*** Opening Page extract ***

Last year, The Weather Channel drew interest when it decided to begin naming winter storms, much as tropical storms and hurricanes are. So 2012-13 saw the likes of Winter Storm Orko and, notably, Nemo, talked about in the headlines and through social media. As the first national organization to name winter storms, The Weather Channel says it did so to make communications and information sharing easier, and to better alert residents to forecasts for storms that could significantly affect them. Given the success of the names helping people be aware of and discuss the storms last year, The Weather Channel has embarked on a second year of winter storm names.
“Our first year of naming storms proved that it worked, and we were thrilled with the result which was an ideal demonstration of the intersection of social media and television,” said Bryan Norcross, meteorologist and storm specialist at The Weather Channel. “The winter storm names enabled simpler and more focused communications around forecasts and preparedness information on The Weather Channel and in other media outlets, and during the big storms like Nemo, the names became a handy way for the public to receive and exchange information.”
The Weather Channel says that the winter storm names 2013-14 are derived from lists created by students at Bozeman High School in Bozeman, MT, as an assignment in Latin class, and come primarily from Greek and Roman mythology. Hopefully we won’t get around to using too many of them, but this year’s list is below, with descriptions and pronunciations from The Weather Channel.
The Weather Channel Winter Storm Names 2013-14
Atlas: From Greek mythology; on the losing side in the mythological war between the Titans and the Olympians, he was punished by Zeus by being forced to hold the sky on his shoulders.

*** Closing Page extract ***
*** Opening Extracted information ***

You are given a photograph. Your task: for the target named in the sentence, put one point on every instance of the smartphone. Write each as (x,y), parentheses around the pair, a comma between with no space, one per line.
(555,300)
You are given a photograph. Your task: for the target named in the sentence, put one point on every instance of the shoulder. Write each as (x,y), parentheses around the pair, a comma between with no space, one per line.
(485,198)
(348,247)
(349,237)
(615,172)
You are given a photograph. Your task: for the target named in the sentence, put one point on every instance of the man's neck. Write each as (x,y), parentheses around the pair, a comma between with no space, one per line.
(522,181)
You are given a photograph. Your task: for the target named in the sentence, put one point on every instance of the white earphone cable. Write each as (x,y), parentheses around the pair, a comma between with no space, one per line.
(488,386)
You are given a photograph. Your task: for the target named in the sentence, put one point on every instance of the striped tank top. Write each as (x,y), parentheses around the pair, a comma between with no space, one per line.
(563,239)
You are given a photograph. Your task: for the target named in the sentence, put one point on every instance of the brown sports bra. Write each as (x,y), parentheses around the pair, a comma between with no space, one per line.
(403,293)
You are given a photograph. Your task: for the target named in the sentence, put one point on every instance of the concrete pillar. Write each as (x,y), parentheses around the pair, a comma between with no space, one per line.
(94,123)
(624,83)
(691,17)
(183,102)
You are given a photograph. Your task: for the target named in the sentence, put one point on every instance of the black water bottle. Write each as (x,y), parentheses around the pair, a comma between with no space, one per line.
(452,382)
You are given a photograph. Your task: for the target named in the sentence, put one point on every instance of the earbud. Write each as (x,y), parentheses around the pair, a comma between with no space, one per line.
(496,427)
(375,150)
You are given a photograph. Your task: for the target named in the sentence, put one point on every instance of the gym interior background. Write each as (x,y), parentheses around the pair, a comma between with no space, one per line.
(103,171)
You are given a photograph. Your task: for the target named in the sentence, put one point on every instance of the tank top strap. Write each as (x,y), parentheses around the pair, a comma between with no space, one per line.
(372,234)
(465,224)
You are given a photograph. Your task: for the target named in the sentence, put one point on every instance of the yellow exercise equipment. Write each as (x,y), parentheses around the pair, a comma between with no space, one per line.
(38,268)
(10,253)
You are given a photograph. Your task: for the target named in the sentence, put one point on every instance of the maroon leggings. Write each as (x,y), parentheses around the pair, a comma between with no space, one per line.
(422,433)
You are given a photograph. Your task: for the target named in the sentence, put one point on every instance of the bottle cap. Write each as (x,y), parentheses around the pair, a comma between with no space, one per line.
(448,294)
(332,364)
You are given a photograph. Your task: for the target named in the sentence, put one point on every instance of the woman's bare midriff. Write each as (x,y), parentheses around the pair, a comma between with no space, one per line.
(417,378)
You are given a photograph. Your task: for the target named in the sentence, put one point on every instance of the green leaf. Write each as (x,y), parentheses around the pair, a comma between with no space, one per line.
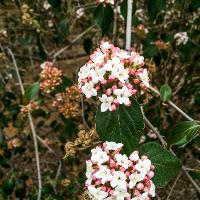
(32,92)
(166,164)
(155,7)
(103,16)
(184,132)
(165,92)
(125,125)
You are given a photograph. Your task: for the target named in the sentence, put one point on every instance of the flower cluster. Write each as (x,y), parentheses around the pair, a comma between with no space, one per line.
(113,75)
(32,106)
(67,102)
(50,77)
(111,175)
(105,1)
(181,38)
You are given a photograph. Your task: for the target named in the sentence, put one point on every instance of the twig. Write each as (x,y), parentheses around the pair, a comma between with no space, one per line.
(128,25)
(31,125)
(173,186)
(83,114)
(173,105)
(72,42)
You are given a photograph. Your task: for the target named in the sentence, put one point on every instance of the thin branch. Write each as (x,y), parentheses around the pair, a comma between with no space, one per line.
(72,42)
(31,125)
(128,25)
(173,105)
(173,186)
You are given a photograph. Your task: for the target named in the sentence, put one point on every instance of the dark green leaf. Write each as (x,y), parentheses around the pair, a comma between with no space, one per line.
(103,16)
(166,164)
(155,7)
(184,132)
(32,92)
(125,125)
(165,92)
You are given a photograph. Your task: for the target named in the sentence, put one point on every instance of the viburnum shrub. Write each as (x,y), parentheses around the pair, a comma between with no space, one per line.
(112,175)
(113,75)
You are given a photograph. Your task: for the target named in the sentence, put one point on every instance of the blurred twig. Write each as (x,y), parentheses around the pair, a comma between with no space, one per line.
(31,125)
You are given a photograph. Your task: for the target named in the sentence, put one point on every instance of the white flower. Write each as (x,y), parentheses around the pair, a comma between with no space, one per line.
(84,72)
(98,194)
(152,189)
(106,102)
(89,90)
(122,74)
(97,74)
(144,77)
(141,197)
(138,60)
(89,169)
(181,38)
(123,95)
(143,166)
(99,156)
(46,5)
(98,58)
(135,178)
(113,146)
(122,160)
(105,46)
(121,193)
(104,174)
(119,179)
(134,156)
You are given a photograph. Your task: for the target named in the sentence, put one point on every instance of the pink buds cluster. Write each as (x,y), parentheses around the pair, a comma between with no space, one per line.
(112,175)
(113,75)
(50,77)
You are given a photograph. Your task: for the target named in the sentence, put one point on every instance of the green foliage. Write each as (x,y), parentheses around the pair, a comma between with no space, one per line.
(165,92)
(184,133)
(125,125)
(103,16)
(166,164)
(155,7)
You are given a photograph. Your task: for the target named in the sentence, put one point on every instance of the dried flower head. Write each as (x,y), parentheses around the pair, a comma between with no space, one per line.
(112,175)
(113,75)
(50,77)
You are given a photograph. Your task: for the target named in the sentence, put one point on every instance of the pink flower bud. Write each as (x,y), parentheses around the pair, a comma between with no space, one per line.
(140,186)
(150,174)
(113,107)
(111,78)
(108,92)
(103,82)
(121,84)
(114,87)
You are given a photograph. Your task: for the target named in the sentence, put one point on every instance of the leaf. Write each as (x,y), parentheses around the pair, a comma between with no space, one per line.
(155,7)
(125,125)
(184,132)
(166,164)
(32,92)
(103,16)
(165,92)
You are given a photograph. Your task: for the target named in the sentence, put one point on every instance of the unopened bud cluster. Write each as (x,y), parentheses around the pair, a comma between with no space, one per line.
(112,175)
(50,77)
(67,102)
(113,75)
(33,105)
(84,140)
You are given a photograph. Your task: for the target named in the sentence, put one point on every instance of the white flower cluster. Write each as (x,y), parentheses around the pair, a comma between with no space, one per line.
(181,38)
(113,176)
(113,75)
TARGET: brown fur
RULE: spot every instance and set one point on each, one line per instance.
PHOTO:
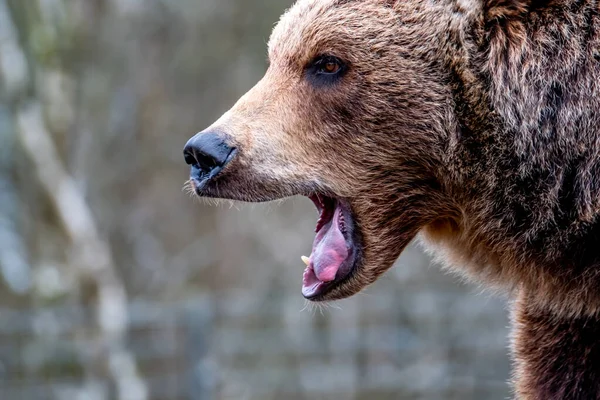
(473, 123)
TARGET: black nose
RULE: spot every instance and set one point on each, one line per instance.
(208, 152)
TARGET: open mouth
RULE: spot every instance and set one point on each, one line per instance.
(335, 249)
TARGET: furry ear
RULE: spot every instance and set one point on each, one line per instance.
(509, 9)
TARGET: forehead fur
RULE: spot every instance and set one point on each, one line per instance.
(313, 27)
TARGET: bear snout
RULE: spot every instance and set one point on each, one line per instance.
(207, 153)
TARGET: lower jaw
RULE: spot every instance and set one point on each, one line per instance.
(339, 220)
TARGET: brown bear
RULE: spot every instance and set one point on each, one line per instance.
(472, 124)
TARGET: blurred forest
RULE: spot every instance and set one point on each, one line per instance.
(116, 285)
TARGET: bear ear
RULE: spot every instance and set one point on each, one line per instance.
(508, 9)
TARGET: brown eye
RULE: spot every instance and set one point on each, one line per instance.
(331, 67)
(325, 70)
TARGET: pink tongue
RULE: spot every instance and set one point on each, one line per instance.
(329, 250)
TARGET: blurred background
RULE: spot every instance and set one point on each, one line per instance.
(115, 284)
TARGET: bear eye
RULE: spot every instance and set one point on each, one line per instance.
(325, 70)
(329, 67)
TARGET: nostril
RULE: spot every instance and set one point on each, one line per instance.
(190, 158)
(208, 152)
(206, 162)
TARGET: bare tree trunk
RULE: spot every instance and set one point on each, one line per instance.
(89, 251)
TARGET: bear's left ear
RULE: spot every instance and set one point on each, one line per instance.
(509, 9)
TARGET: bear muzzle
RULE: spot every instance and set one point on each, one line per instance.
(207, 154)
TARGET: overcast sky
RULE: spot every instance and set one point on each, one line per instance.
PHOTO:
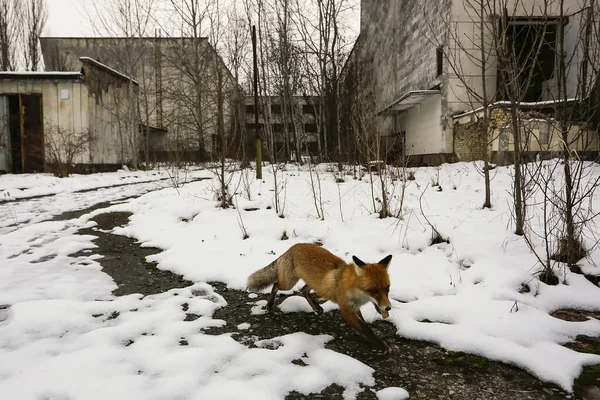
(68, 18)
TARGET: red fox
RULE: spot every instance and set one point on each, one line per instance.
(348, 285)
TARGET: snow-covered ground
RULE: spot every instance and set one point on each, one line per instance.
(57, 332)
(73, 193)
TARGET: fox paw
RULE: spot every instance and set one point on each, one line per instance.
(385, 350)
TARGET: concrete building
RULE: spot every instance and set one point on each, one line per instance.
(418, 60)
(43, 110)
(279, 125)
(181, 81)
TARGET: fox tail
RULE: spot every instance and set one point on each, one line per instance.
(263, 277)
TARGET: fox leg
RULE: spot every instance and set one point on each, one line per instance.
(271, 299)
(355, 320)
(315, 306)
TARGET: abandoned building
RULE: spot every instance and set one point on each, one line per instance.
(414, 68)
(290, 126)
(44, 115)
(181, 82)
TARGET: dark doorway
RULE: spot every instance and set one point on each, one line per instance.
(26, 133)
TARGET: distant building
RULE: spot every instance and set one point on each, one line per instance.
(179, 87)
(42, 108)
(281, 124)
(401, 58)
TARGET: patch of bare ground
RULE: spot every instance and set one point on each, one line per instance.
(426, 370)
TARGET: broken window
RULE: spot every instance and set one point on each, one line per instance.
(276, 109)
(530, 57)
(544, 132)
(310, 128)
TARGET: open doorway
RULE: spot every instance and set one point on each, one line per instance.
(25, 133)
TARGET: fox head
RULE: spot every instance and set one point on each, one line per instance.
(374, 281)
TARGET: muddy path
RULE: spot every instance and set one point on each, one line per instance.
(426, 370)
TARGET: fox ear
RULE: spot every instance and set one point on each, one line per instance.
(358, 261)
(386, 261)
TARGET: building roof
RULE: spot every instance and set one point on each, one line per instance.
(60, 75)
(106, 68)
(524, 105)
(409, 100)
(44, 76)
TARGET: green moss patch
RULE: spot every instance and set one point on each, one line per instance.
(463, 360)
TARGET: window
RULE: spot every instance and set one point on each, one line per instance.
(439, 58)
(310, 109)
(310, 128)
(544, 129)
(252, 126)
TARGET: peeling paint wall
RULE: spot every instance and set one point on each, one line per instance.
(156, 63)
(399, 39)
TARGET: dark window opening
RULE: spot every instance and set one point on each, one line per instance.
(439, 57)
(532, 47)
(310, 109)
(253, 126)
(310, 128)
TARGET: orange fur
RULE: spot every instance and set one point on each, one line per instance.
(350, 286)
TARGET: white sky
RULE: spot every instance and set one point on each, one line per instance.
(68, 18)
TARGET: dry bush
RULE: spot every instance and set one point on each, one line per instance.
(62, 148)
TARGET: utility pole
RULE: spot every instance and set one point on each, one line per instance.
(256, 126)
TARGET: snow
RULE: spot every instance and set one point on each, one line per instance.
(464, 296)
(72, 193)
(392, 393)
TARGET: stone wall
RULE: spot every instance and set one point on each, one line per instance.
(470, 141)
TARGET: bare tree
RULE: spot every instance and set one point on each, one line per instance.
(35, 16)
(127, 25)
(63, 148)
(11, 18)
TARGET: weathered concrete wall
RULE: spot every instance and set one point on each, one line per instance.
(464, 49)
(113, 117)
(168, 72)
(398, 39)
(63, 106)
(539, 135)
(421, 125)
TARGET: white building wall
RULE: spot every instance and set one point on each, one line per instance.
(464, 49)
(423, 130)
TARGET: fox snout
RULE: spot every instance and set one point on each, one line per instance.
(383, 307)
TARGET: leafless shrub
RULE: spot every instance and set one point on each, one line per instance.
(63, 147)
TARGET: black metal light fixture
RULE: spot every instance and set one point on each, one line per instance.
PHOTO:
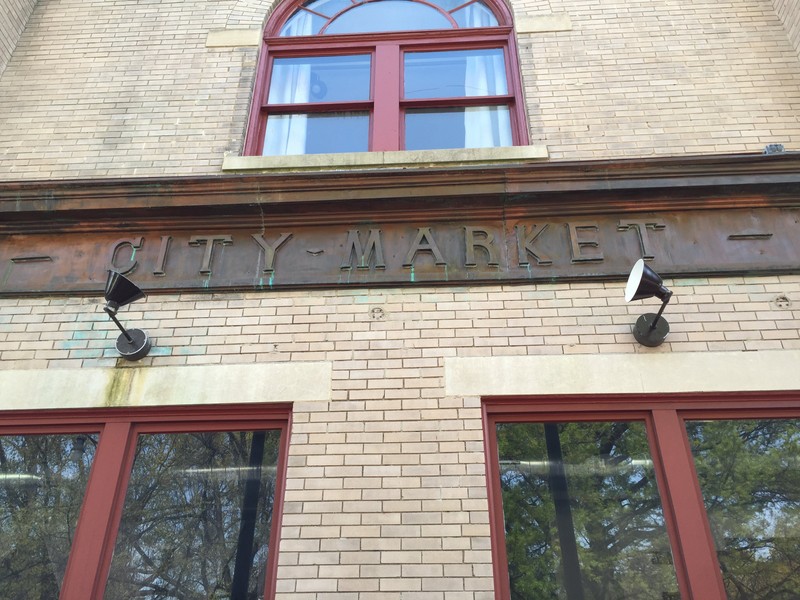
(650, 329)
(132, 344)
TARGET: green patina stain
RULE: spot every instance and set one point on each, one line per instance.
(118, 388)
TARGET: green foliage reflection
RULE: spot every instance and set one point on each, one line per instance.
(185, 532)
(42, 483)
(750, 478)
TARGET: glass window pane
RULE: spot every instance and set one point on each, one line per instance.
(319, 79)
(749, 475)
(471, 127)
(316, 133)
(389, 15)
(475, 15)
(456, 73)
(302, 23)
(582, 512)
(328, 7)
(42, 483)
(197, 516)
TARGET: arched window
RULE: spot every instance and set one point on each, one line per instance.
(378, 75)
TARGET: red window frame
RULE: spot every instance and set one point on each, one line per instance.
(98, 522)
(694, 551)
(386, 106)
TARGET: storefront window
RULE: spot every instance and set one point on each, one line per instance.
(681, 496)
(582, 512)
(150, 503)
(196, 517)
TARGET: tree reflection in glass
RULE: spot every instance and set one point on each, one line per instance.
(42, 483)
(583, 519)
(197, 516)
(750, 479)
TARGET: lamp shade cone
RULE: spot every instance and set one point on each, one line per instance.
(120, 290)
(643, 282)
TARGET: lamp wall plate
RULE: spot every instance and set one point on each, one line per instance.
(135, 349)
(646, 334)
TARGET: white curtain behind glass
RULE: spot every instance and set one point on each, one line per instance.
(288, 133)
(486, 76)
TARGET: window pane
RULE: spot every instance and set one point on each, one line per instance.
(316, 133)
(197, 516)
(319, 79)
(749, 475)
(302, 23)
(471, 127)
(42, 482)
(328, 8)
(389, 15)
(455, 74)
(582, 512)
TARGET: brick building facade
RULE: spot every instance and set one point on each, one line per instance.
(123, 123)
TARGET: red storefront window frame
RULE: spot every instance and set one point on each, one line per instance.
(694, 552)
(98, 521)
(386, 105)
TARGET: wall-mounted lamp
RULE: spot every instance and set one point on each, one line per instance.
(132, 344)
(650, 329)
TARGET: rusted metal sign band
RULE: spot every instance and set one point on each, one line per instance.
(259, 256)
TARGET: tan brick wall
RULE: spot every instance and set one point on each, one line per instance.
(108, 88)
(386, 491)
(122, 87)
(13, 17)
(789, 13)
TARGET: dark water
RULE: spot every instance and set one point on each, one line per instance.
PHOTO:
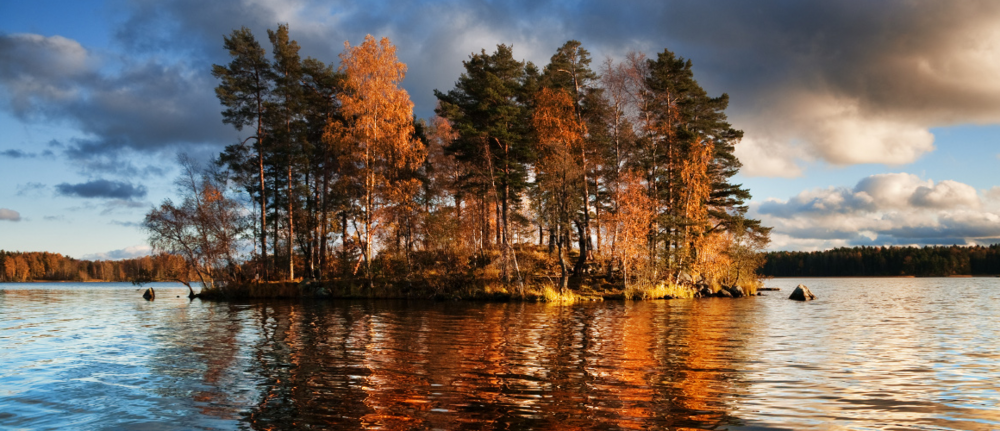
(869, 354)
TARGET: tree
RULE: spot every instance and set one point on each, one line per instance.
(559, 174)
(632, 219)
(286, 114)
(205, 229)
(569, 71)
(245, 90)
(379, 117)
(489, 110)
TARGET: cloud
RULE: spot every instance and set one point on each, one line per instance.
(124, 253)
(9, 215)
(835, 82)
(103, 189)
(121, 105)
(127, 223)
(30, 189)
(885, 209)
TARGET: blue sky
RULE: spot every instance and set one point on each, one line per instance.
(870, 123)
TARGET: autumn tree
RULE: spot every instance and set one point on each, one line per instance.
(379, 117)
(205, 229)
(632, 219)
(569, 71)
(559, 173)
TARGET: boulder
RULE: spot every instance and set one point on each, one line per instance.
(802, 293)
(736, 291)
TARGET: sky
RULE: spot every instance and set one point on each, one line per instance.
(866, 123)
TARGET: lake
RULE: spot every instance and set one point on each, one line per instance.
(869, 353)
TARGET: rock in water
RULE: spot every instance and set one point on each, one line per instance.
(802, 293)
(736, 291)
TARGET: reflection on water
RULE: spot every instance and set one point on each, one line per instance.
(868, 354)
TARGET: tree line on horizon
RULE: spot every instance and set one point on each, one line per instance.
(45, 266)
(928, 261)
(623, 170)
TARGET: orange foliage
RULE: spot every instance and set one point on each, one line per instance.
(636, 211)
(380, 141)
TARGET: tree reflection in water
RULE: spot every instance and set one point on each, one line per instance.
(397, 365)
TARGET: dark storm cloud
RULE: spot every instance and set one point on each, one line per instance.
(103, 189)
(143, 106)
(841, 81)
(16, 154)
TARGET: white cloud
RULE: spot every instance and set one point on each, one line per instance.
(124, 253)
(885, 209)
(9, 214)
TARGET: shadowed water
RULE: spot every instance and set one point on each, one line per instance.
(868, 354)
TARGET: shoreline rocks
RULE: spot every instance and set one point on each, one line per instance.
(802, 293)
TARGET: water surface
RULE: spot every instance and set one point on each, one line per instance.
(870, 353)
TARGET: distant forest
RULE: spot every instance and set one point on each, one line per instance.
(43, 266)
(937, 261)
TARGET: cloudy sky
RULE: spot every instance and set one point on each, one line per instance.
(866, 122)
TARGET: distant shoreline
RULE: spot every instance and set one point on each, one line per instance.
(883, 276)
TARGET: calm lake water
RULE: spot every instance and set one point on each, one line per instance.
(868, 354)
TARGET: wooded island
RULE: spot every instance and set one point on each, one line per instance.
(560, 179)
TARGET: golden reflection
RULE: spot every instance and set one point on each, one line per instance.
(389, 365)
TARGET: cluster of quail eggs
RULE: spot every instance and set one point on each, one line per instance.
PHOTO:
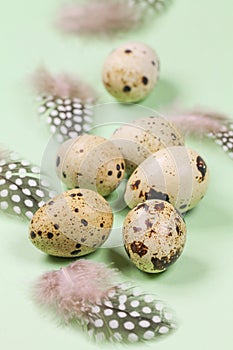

*** Closing Extracted information ***

§ Explore the material
A - Answer these questions using the article on The Weather Channel's winter storm names.
(i) Who created the lists from which the 2013-14 names are derived?
(ii) What position does Bryan Norcross hold at The Weather Channel?
(iii) Who punished Atlas, and with what punishment?
B - Extend the article on The Weather Channel's winter storm names beyond its final sentence.

§ Results by task
A -
(i) Students at Bozeman High School in Bozeman, MT, as an assignment in Latin class.
(ii) Meteorologist and storm specialist.
(iii) Zeus punished him by forcing him to hold the sky on his shoulders.

B -
Boreas: Greek god of the cold north wind.
Cleon: A Greek statesman and warrior.
Dion: Short for Dionysus; Greek god of wine and winemaking, among other things.
Electra: From Greek mythology; the princess of Argos.
Falco: Not the “Rock Me Amadeus” guy, but the Roman governor of Britannia (today Great Britain).
Gemini: From Greek mythology; two of the stars in the constellation Gemini are named for mythological twins, Castor and Pollux. Also, an air sign in astrology.
Hercules: From Greek mythology; the son of Zeus, famous for his strength.
Ion: From the Greek word meaning “going;” introduced into English in 1834.
Janus (JEY-nus): From Roman mythology; the god of beginnings and transitions. January was named for him.
Kronos (KROH-nus): From Greek mythology; the father of Zeus. His Roman name was Saturn.
Leon: The Greek word meaning “lion.”
Maximus: The Latin word for “greatest” or “largest.”
Nika (NEE-ka): From Greek mythology; the goddess who personified winning or victory.
Orion: From Greek mythology; a great hunter.
Pax: Latin word for “peace.”
Quintus (KWIN-tuss): A common first name for ancient Romans, including Cicero’s younger brother.
Rex: Latin word for “king.”
Seneca: Roman philosopher and writer.
Titan: From Greek mythology; one of the gods (the Titans) who ruled the Earth before the Olympians, led by Zeus, overthrew them.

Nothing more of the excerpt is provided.